Mindset Book Cover
Today we review Chapter 6 in Carol Dweck’s Mindset: The New Psychology of Success (buy your copy and read along).  In Chapter 6, we explore the impact of mindsets on relationships.  While this chapter is focused primarily on personal relationships, we can also use the ideas in this chapter to hone relationships within teams and the broader business environment. We can see differences in how in our mindset affects how we deal with the ups and downs of relationships. While the trials and tribulations of more intimate relationships are important, our re-read will ultimately focus on how our knowledge of mindsets can be used in transformations and coaching.

A fixed mindset believes that performance stems from a set of fixed attributes.  Rejection is seen as a reflection of a personal flaw which sets a label (e.g. failure).  When those with a fixed mindset perceive they have a negative label, they will tend to lash out at those around them.  Because they are protecting their ego those with a fixed mindset begin plotting revenge in an attempt to repair their ego. People with a growth mindset will use the ups and downs of relationships as a feedback mechanism. When slights occur they will tend to forgive and move on.

All relationships are a complicated set of interrelated systems.  Making and maintaining relationships takes work. However as we have seen in previous chapters, those with a fixed mindset believe what does not come naturally has little value.  This perception causes those with a fixed mindset to abandon relationships that require work to establish or maintain.  

Another common issue in relationships where one or more partner has a fixed mindset is that assumption that both (or all for different groupings) are of one mind.  This assumption suppresses communication, putting further stress on the relationship and letting individuals ascribe motives to actions and comments that might not be true.

An exercise suggested by Dweck to determine which mindset are being held in relationships is to ask each party the following questions: As a husband, I have the right to ______ and my wife has the duty to _____.  Using a development team as a model – As a developer, I have the right ______ and the tester has the duty to ____.  Switch the role order depending on the primary role being played.  Asking the exercise participants to answer the question will help participants to explain how they anticipate the obligations of a relationship being distributed.  In the process, the words in the stories that are generated will help to expose the mindsets of the particants, which is useful promoting awareness within the relationship.

= REQUESTS =
(a) In the review of Chapter 6 of Mindset, what do people with a growth mindset tend to do when slights occur?
(b) Carry the review of Chapter 6 of Mindset forward from its final sentence.

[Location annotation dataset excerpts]
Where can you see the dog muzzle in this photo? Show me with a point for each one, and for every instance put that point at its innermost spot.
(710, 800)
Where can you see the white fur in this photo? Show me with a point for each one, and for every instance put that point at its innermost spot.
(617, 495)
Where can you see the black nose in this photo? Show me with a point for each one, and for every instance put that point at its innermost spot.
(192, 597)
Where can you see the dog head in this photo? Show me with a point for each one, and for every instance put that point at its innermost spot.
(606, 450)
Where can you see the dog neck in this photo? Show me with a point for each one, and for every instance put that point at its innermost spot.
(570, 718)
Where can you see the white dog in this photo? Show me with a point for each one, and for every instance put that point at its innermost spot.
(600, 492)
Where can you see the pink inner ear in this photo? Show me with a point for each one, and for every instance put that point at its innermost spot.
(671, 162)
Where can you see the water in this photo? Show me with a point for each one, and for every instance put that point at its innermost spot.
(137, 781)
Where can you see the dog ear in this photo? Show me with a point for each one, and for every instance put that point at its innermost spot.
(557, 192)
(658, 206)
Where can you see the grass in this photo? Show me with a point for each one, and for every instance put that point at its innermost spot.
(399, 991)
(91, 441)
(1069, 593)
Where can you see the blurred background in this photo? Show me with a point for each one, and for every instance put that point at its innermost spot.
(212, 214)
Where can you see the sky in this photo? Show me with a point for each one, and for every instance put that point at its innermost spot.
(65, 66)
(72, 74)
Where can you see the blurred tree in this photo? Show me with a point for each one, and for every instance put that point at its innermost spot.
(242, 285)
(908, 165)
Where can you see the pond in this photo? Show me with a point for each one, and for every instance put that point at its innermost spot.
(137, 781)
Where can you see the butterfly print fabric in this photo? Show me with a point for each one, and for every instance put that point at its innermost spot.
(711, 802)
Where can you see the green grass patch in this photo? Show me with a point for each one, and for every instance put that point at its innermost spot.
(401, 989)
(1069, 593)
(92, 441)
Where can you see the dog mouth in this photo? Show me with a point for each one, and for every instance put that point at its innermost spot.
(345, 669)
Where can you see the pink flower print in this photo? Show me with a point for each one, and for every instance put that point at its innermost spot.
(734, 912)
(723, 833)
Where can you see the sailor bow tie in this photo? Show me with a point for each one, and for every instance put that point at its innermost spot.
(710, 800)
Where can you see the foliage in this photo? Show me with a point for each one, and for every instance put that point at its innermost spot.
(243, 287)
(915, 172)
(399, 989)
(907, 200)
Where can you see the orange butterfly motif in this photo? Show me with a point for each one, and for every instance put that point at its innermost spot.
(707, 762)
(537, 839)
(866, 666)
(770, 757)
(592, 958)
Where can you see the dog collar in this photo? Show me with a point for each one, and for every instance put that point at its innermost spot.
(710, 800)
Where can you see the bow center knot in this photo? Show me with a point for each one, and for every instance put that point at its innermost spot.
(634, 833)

= ANSWERS TO THE EXERCISES =
(a) They tend to forgive and move on.

(b)
As we have noted in earlier chapters, problems indicate character flaws to people with a fixed mindset.  At one point in my life, I actually walked away from a friendship when I noticed that someone heavily salted their buttered bread and stopped dating a girl when she put ketchup on a filet.  I believe I have changed, but at the time I saw those problems as insurmountable character flaws.  Rather than discuss the situation (and show a bit more tolerance), I choose to bail out.  These sorts of issues happen in teams everyday reducing team effectiveness.  Remember to confront the situation, not the person.  

In relationships, people with a fixed mindset see others as adversaries to be competed with.  The parties in a relationship that include people with fixed mindsets will often have significantly different power levels (one powerful and the other more submissive).  When those with a fixed mindset see the flaws in their partners they will tend to exploit those flaws to improve their ego and when slighted will seek revenge.  

Organizational Transformation:  Remember that bullying and revenge are influenced by fixed mindsets.  Change can be threatening to people with a fixed mindset. They see change as an attack on their character; threatening their success.  This can be exacerbated if the roll out is done via brute force (bullying) which can generate negative reactions. such as revenge or passive aggressive behavior in the workplace.  As a transformation leader, it is imperative to understand that change can be viewed as a rejection of closely held personal beliefs.  When talking about or leading change separate how you talk about people from how you talk about the roles you are changing.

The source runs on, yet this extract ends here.